In the listing below, find the line containing "Target: snowy ground" and the line containing "Target: blurred stem in background", then copy exactly everything from the first through the second, except the pictures.

◆ DATASET EXCERPTS ◆
——

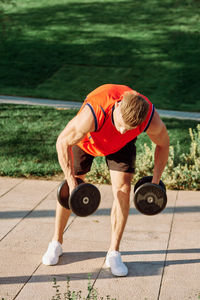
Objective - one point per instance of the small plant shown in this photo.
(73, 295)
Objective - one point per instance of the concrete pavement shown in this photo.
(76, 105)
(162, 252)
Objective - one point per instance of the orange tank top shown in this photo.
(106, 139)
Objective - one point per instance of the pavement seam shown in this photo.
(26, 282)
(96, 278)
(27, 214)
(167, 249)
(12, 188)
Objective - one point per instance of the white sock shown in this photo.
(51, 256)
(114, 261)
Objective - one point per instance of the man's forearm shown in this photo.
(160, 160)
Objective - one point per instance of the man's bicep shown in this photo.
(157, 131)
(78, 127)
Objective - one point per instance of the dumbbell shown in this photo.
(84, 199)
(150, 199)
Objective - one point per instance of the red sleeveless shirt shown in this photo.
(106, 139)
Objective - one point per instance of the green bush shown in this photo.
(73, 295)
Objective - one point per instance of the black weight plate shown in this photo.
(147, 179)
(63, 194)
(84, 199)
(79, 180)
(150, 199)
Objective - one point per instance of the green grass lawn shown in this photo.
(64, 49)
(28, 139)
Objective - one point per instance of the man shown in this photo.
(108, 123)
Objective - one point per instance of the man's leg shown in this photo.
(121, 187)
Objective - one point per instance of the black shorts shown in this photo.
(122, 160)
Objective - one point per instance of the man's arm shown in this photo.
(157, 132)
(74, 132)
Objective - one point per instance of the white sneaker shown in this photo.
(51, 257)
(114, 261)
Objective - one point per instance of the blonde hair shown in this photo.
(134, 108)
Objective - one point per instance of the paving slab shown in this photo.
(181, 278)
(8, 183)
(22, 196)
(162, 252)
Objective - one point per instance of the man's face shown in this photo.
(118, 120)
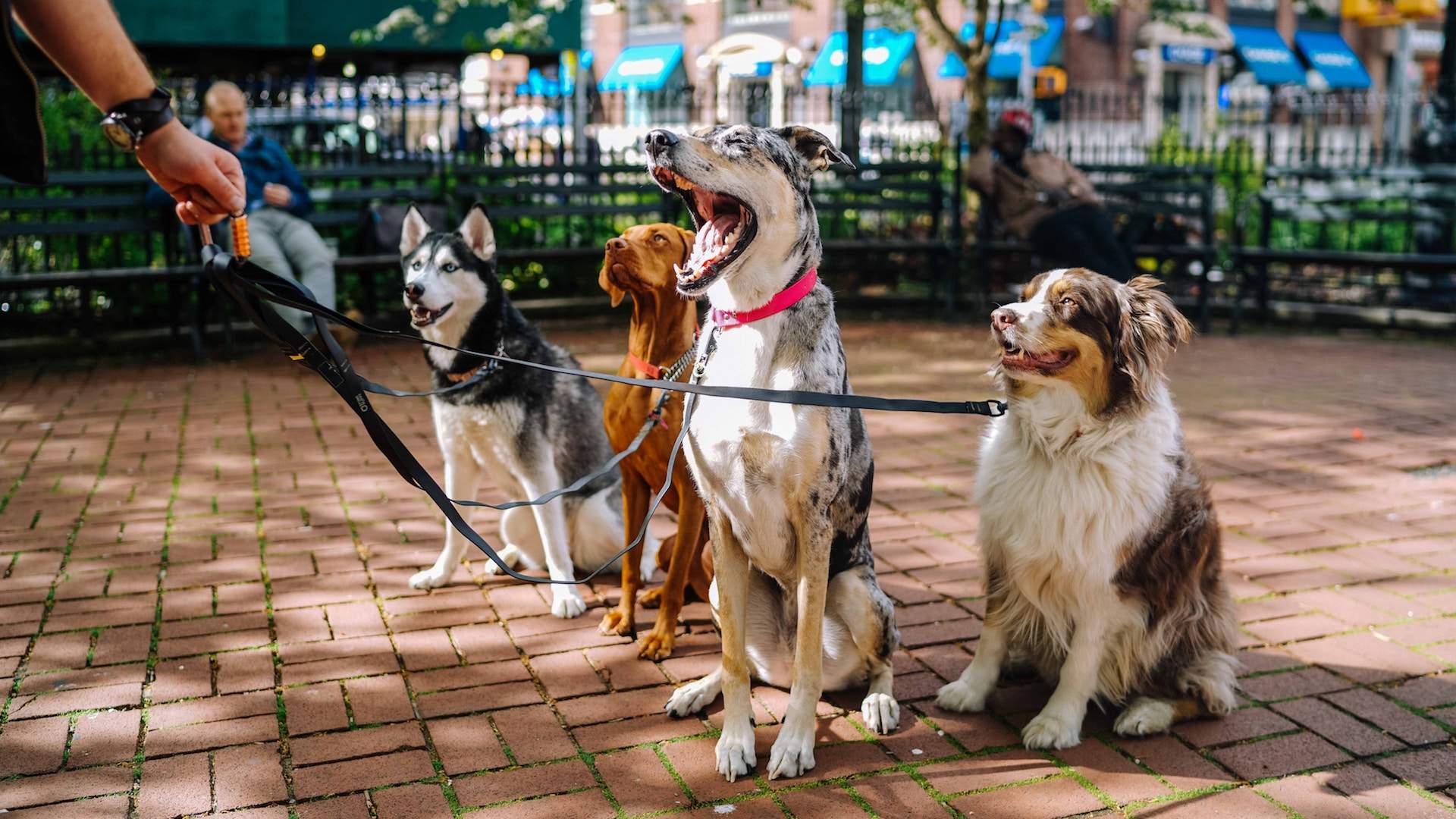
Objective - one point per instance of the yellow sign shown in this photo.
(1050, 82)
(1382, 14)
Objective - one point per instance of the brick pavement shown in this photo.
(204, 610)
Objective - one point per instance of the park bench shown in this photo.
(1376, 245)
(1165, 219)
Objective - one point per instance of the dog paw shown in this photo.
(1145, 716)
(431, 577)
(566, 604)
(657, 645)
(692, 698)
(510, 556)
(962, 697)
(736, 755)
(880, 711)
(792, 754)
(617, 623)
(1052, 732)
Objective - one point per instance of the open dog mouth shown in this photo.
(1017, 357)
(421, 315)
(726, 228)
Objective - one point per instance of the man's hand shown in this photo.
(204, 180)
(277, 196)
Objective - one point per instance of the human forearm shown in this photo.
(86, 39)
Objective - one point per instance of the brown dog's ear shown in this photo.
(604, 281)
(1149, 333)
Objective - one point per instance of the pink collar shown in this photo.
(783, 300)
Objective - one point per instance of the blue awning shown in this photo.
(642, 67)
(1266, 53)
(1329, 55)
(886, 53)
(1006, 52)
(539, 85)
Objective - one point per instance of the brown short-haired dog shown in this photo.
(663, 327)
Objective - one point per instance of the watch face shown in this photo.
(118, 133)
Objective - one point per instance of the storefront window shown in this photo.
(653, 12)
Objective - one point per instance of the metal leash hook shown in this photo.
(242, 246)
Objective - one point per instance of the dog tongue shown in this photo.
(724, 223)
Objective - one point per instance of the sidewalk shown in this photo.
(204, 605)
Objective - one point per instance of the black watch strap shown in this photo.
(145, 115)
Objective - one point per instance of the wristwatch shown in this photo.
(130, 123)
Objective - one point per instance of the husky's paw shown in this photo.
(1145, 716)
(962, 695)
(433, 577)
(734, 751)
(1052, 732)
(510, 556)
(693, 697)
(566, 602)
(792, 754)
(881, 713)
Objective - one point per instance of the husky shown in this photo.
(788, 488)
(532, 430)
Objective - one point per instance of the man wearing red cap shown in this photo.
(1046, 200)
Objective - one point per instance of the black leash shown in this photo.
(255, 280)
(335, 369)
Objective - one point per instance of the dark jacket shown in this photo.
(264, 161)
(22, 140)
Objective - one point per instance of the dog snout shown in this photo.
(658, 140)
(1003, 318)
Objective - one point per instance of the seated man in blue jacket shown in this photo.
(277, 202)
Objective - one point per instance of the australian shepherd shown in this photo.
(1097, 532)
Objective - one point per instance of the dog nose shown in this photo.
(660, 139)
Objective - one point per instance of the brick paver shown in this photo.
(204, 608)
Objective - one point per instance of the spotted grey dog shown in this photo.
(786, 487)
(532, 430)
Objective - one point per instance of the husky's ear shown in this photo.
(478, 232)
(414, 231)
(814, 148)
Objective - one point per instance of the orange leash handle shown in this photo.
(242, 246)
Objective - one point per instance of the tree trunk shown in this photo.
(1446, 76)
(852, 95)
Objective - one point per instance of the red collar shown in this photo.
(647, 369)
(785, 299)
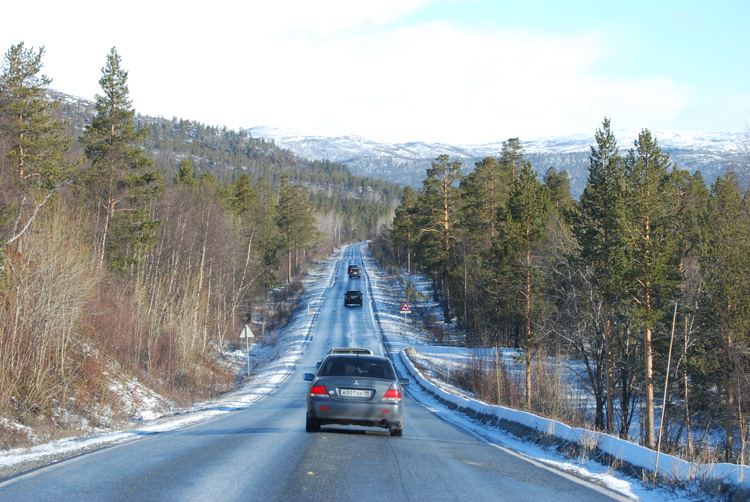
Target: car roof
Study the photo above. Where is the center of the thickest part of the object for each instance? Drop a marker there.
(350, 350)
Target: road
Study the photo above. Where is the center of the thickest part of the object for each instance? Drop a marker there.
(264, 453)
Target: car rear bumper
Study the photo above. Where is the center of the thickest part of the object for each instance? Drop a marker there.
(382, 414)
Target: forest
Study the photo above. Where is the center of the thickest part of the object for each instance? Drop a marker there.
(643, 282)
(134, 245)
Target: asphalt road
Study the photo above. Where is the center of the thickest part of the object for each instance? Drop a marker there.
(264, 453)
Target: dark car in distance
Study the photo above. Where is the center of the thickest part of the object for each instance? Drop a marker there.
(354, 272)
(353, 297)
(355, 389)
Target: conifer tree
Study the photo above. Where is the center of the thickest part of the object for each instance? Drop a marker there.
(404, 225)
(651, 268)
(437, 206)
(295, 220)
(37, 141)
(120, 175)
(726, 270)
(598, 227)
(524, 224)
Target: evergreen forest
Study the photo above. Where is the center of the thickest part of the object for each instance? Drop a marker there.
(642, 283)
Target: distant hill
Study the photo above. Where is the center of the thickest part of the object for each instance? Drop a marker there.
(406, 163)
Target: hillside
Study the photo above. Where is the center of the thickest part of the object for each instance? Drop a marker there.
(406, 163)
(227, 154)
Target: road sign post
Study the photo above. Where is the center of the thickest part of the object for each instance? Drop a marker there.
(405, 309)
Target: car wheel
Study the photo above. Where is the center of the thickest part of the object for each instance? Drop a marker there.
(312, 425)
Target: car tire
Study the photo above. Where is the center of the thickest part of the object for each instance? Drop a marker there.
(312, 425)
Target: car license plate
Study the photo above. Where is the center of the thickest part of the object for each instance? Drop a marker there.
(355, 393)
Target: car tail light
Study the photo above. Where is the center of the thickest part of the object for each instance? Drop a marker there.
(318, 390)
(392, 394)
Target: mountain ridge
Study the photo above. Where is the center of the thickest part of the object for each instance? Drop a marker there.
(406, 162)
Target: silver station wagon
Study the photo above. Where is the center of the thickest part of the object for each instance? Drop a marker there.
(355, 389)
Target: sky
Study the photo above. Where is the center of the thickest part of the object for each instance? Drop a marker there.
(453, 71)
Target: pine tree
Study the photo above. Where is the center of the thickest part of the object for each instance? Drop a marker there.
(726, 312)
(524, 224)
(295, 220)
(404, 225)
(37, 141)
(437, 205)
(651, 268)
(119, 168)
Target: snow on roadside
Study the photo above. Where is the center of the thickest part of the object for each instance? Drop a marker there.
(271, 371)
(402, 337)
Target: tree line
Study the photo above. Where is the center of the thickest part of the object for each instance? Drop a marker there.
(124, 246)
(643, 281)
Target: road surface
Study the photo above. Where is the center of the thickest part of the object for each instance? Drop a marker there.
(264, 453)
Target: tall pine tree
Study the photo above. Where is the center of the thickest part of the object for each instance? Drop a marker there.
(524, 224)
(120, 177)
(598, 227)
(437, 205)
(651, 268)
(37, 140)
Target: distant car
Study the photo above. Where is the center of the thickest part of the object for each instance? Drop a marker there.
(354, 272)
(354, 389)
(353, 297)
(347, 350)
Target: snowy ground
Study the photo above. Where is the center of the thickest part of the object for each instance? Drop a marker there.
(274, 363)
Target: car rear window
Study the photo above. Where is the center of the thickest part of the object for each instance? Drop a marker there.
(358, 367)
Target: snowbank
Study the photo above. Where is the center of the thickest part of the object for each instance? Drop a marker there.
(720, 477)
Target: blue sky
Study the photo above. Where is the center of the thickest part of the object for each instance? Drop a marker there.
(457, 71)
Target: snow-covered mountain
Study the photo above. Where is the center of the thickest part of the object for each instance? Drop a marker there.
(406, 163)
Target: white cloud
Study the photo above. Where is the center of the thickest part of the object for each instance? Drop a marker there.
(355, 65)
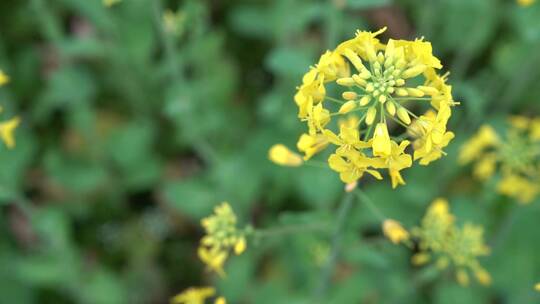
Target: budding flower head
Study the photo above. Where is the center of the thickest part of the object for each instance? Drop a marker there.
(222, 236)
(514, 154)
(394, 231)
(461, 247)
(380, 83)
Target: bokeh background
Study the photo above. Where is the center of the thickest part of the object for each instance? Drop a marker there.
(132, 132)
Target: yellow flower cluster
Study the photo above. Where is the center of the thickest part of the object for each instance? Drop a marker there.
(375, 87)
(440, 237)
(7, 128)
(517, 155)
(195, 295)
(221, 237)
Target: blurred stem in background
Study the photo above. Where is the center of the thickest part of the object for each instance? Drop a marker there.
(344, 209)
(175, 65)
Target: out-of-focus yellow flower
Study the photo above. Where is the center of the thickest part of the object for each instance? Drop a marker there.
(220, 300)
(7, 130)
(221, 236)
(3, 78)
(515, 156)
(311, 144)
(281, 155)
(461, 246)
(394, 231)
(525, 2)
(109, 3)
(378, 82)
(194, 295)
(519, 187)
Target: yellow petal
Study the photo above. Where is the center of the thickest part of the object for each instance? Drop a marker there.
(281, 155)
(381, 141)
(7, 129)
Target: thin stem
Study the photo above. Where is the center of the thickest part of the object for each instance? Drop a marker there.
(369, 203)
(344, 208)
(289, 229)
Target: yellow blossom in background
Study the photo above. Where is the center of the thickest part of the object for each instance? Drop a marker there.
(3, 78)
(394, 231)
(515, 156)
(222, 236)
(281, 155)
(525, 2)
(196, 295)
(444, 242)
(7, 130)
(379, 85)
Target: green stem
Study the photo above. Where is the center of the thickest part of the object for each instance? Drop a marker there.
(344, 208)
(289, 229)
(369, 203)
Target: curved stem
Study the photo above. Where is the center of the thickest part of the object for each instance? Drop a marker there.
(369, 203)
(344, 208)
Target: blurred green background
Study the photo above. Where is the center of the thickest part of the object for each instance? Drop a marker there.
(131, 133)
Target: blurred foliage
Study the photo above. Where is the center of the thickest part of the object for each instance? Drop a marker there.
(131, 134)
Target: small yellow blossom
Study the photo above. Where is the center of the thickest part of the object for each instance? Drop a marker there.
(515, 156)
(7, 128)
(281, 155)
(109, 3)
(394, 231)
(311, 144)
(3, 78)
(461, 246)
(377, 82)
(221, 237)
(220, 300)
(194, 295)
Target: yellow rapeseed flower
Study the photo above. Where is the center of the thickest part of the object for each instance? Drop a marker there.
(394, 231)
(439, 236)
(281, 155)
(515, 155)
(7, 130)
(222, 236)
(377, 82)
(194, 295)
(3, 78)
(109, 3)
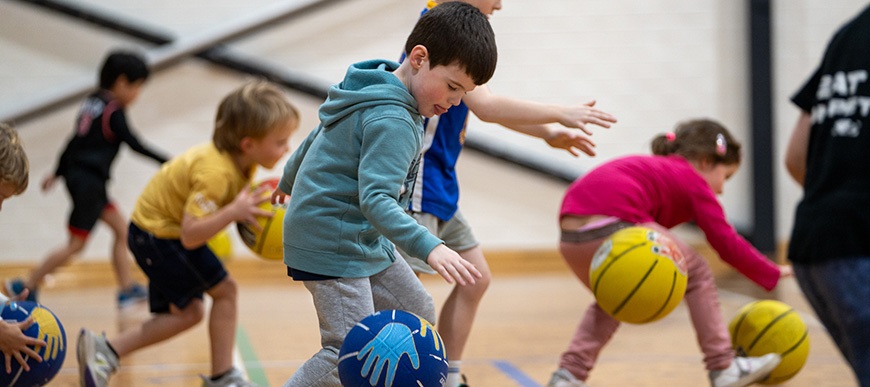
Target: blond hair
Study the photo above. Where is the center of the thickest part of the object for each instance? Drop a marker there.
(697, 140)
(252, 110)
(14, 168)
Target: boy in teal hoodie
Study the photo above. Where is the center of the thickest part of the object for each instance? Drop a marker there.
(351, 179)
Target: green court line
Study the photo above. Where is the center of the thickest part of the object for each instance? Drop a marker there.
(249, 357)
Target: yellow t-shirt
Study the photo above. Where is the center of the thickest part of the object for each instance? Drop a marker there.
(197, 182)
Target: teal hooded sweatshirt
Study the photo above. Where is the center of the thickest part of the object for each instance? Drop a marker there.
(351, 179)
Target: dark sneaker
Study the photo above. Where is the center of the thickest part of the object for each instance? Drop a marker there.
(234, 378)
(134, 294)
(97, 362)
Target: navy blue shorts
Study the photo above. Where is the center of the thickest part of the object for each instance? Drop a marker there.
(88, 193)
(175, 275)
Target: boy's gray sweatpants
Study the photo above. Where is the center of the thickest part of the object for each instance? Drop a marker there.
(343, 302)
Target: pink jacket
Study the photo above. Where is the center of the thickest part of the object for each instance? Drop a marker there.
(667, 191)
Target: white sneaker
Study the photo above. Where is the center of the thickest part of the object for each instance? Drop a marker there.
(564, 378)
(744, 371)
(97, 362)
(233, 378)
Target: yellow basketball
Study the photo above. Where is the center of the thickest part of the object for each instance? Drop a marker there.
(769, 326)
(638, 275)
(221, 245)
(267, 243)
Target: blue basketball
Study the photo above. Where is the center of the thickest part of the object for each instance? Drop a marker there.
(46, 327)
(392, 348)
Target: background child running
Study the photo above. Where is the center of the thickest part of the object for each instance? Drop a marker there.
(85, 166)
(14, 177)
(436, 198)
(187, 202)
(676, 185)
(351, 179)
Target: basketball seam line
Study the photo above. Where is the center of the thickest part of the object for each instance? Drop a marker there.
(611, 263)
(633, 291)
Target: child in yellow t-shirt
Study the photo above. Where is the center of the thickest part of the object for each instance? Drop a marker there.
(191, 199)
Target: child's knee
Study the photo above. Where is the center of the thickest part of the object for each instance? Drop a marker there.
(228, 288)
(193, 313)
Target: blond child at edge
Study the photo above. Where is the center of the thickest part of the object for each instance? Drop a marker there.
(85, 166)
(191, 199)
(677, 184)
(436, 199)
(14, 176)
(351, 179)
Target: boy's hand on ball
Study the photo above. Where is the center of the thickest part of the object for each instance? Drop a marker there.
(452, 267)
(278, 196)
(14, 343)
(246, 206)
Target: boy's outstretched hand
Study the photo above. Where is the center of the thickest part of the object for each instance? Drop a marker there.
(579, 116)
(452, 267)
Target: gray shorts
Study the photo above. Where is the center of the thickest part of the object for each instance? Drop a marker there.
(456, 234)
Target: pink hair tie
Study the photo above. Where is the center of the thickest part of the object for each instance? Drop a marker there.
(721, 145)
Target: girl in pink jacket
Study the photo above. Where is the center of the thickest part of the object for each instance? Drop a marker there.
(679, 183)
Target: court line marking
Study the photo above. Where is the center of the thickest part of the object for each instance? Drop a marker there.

——

◆ PROBLEM SOLUTION ◆
Target: snowy ground
Study the photo above. Where is the center of the thickest part of the object for each instance? Drop a marker there.
(274, 363)
Target: car rear window
Study the photo above. Where is the center of the thickest part of the object for each instance? Drop a marker there.
(358, 367)
Target: snowbank
Study the photo above. Where is the center of the thickest part of the object for each instance? Drop a marker there.
(720, 477)
Target: blue sky
Study the photo above. Where is the center of the thickest part of the object for each instance? Drop a marker there.
(457, 71)
Target: snow-covered mountain
Study the photo above. Where is the center of the thickest part of the object for each instance? Drop a marker there.
(406, 163)
Target: white cloud
Study the photo above. Where is the center of the thickest part of the object for each instance? Drop a marker there.
(355, 65)
Target: budding flower head
Study the photo above. Where is the center of the thickest part of the object for each instance? Drop a marker there.
(222, 236)
(514, 154)
(394, 231)
(461, 247)
(380, 83)
Target: bokeh background
Study the photo above. Where is the center of the thickest part of the object for each instance? Drop a marker there.
(132, 132)
Target: yellow flower cluster
Study the photo above. Where is the center of the thickest part of the object for each instance? Drop a marker there.
(375, 87)
(440, 237)
(7, 128)
(517, 155)
(195, 295)
(221, 237)
Target: blurred stem in background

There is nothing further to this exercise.